Dataset entries:
————————
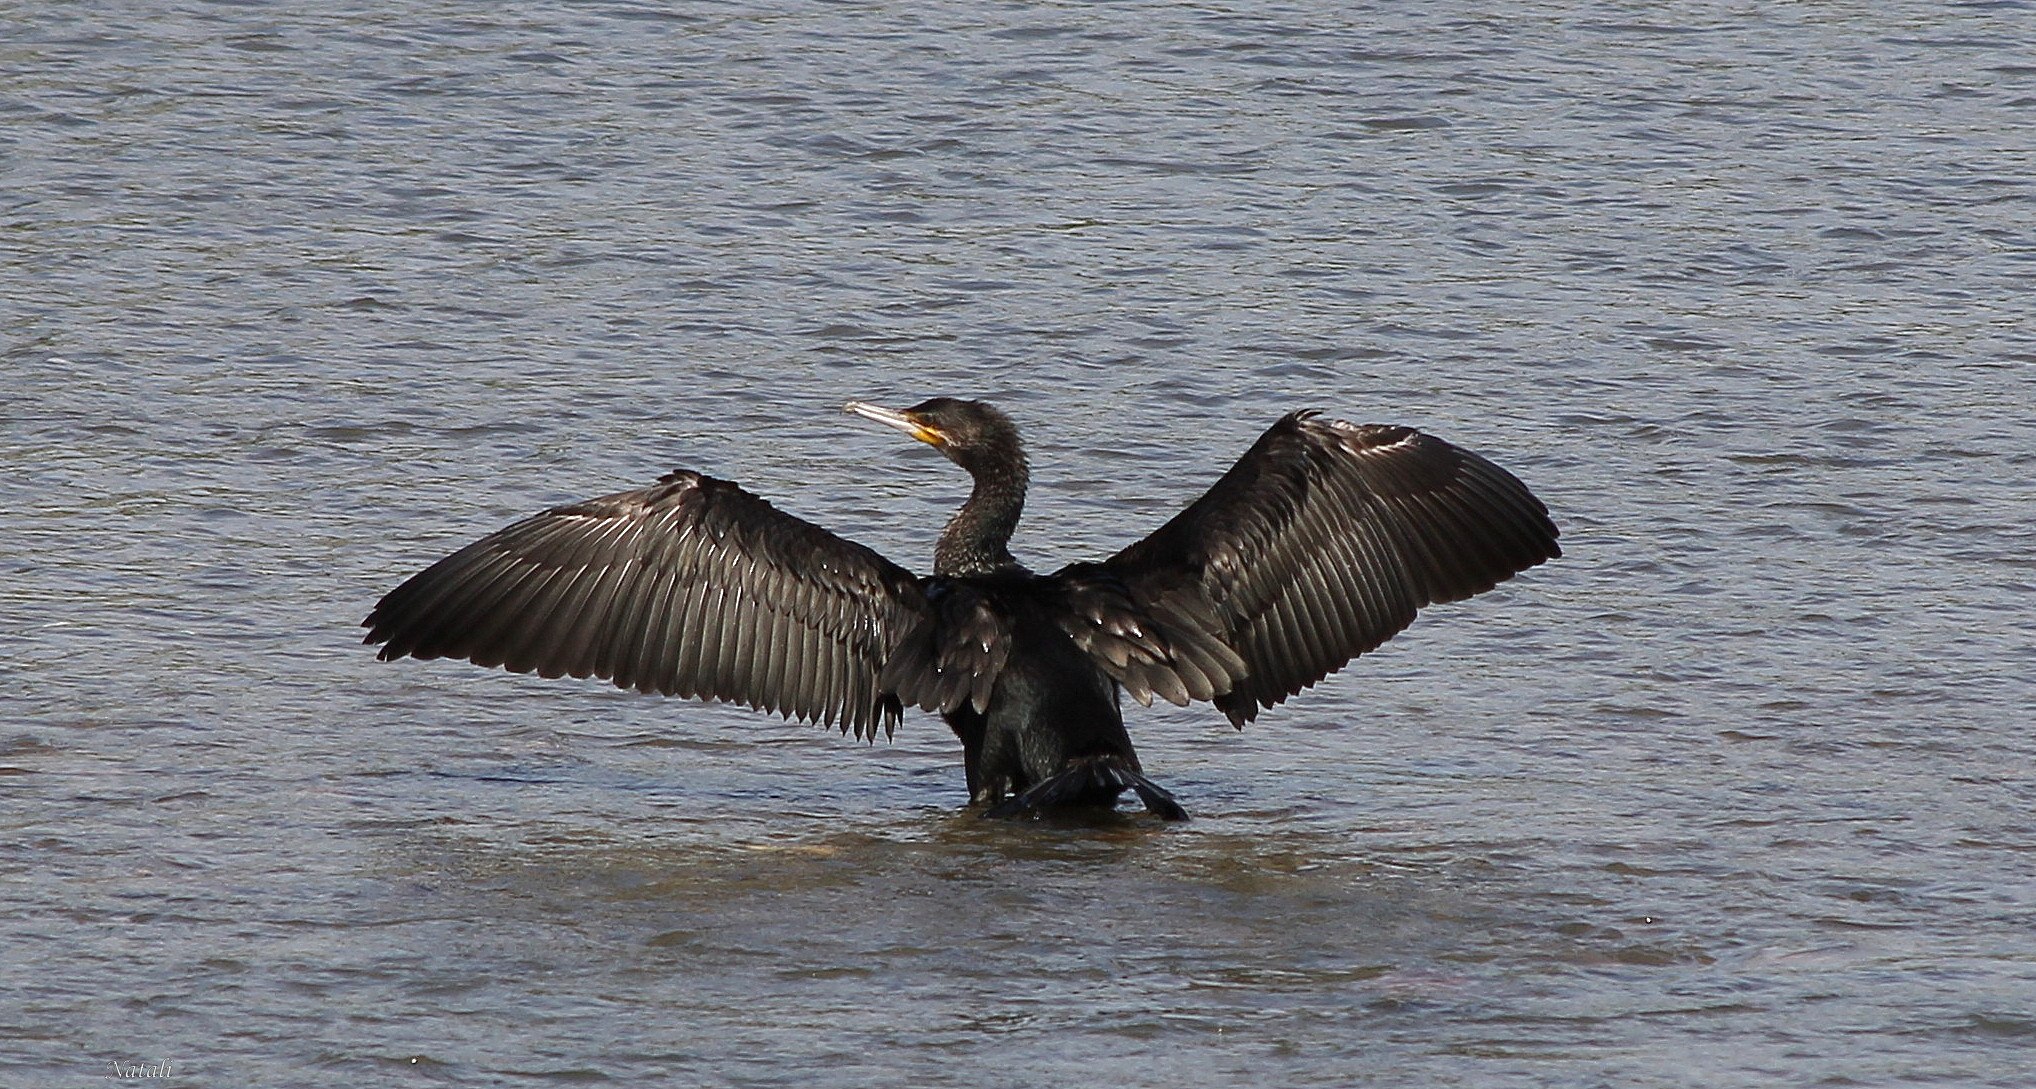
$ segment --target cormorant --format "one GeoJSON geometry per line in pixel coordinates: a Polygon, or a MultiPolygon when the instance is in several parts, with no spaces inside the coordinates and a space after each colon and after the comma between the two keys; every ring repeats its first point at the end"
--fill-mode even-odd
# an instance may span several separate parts
{"type": "Polygon", "coordinates": [[[1007,547],[1027,482],[1010,417],[949,397],[846,408],[974,478],[932,575],[679,470],[447,556],[382,598],[366,641],[384,660],[601,677],[866,739],[909,704],[961,739],[987,816],[1131,790],[1178,820],[1139,767],[1120,694],[1209,700],[1242,728],[1416,609],[1561,554],[1547,508],[1504,469],[1412,428],[1303,411],[1144,540],[1036,575],[1007,547]]]}

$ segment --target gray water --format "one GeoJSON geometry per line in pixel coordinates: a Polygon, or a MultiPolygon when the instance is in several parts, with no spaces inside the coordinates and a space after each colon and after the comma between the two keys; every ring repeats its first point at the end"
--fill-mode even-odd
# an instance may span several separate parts
{"type": "Polygon", "coordinates": [[[2025,3],[0,7],[0,1084],[2029,1085],[2025,3]],[[1035,567],[1280,413],[1567,555],[1196,815],[357,645],[674,466],[1035,567]]]}

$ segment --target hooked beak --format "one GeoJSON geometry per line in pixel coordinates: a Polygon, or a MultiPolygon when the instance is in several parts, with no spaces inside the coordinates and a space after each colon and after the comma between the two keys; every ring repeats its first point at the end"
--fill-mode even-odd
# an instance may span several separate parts
{"type": "Polygon", "coordinates": [[[909,412],[873,405],[868,401],[850,401],[841,406],[841,410],[861,416],[865,420],[875,420],[885,427],[897,428],[928,446],[947,445],[946,435],[919,422],[918,418],[909,412]]]}

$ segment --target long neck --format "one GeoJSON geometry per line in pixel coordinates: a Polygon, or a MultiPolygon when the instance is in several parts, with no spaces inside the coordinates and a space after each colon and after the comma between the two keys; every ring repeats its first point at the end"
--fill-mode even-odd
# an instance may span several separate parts
{"type": "Polygon", "coordinates": [[[1011,533],[1018,528],[1019,512],[1025,509],[1025,485],[1029,475],[1025,455],[973,467],[975,490],[968,502],[940,531],[933,546],[933,573],[936,575],[990,575],[1025,568],[1011,556],[1011,533]]]}

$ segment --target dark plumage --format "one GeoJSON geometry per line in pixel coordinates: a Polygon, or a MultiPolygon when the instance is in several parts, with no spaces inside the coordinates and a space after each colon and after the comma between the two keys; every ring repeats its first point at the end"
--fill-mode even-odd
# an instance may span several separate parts
{"type": "Polygon", "coordinates": [[[1210,700],[1242,727],[1405,628],[1561,554],[1512,474],[1412,428],[1281,419],[1207,494],[1100,563],[1035,575],[1007,547],[1018,430],[981,401],[848,411],[933,445],[975,488],[917,577],[734,484],[679,471],[491,534],[390,591],[381,657],[726,700],[874,737],[905,705],[961,739],[1002,816],[1142,774],[1118,694],[1210,700]]]}

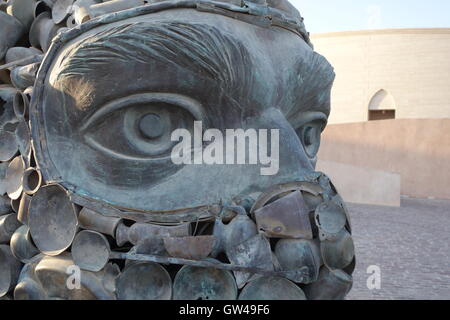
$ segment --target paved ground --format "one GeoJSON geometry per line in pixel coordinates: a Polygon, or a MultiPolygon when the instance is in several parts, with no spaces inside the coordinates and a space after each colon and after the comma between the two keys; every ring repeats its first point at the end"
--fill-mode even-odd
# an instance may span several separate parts
{"type": "Polygon", "coordinates": [[[450,201],[348,207],[357,258],[348,300],[450,299],[450,201]],[[367,288],[371,265],[381,268],[380,290],[367,288]]]}

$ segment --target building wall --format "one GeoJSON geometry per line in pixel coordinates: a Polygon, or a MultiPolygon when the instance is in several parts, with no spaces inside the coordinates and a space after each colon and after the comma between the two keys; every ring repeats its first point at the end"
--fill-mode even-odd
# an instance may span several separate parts
{"type": "Polygon", "coordinates": [[[312,35],[334,66],[330,123],[367,121],[380,90],[397,119],[450,117],[450,28],[351,31],[312,35]]]}
{"type": "MultiPolygon", "coordinates": [[[[399,173],[401,194],[450,199],[450,119],[385,120],[329,125],[321,161],[399,173]]],[[[342,171],[339,167],[328,171],[342,171]]],[[[342,175],[342,172],[340,173],[342,175]]],[[[367,175],[352,173],[364,184],[367,175]]],[[[337,179],[339,180],[339,179],[337,179]]],[[[342,184],[348,179],[342,179],[342,184]]],[[[336,181],[339,185],[340,181],[336,181]]],[[[372,185],[367,181],[367,185],[372,185]]],[[[386,186],[389,188],[389,186],[386,186]]],[[[348,188],[347,188],[348,189],[348,188]]],[[[361,193],[361,186],[348,192],[361,193]]],[[[366,188],[371,193],[370,188],[366,188]]],[[[372,195],[369,195],[372,196],[372,195]]]]}

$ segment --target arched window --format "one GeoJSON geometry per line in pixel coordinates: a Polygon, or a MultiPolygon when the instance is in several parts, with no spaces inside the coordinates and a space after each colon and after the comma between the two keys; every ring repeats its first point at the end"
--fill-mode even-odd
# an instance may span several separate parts
{"type": "Polygon", "coordinates": [[[395,119],[395,109],[394,97],[381,89],[370,99],[369,121],[395,119]]]}

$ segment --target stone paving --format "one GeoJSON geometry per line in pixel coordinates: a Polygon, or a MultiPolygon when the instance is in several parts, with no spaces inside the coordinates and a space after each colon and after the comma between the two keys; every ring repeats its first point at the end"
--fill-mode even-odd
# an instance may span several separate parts
{"type": "Polygon", "coordinates": [[[348,208],[357,258],[348,300],[450,299],[450,201],[348,208]],[[380,290],[367,288],[371,265],[381,268],[380,290]]]}

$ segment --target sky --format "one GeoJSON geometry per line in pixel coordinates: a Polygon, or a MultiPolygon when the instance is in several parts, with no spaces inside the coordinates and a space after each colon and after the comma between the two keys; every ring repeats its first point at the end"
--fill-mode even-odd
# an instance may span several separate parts
{"type": "Polygon", "coordinates": [[[450,28],[450,0],[289,0],[309,32],[450,28]]]}

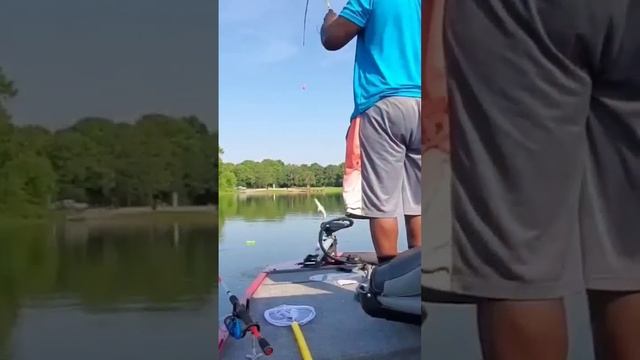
————————
» Your goal
Write out exactly, please, the lines that start at the one containing "segment --target sky" and run through the final line of the entries, both included, leaving pictures out.

» Result below
$ segment --target sky --format "one GeoJSON geometry per line in pixel coordinates: a Polygon, or a MultiPolygon when the instance is in several parts, with no spaces inside the coordinates and a space after each colon and after the comma between the two keys; every ring repeats its first point at the end"
--fill-mode even-odd
# an instance may span several separate parts
{"type": "Polygon", "coordinates": [[[450,28],[450,0],[289,0],[309,32],[450,28]]]}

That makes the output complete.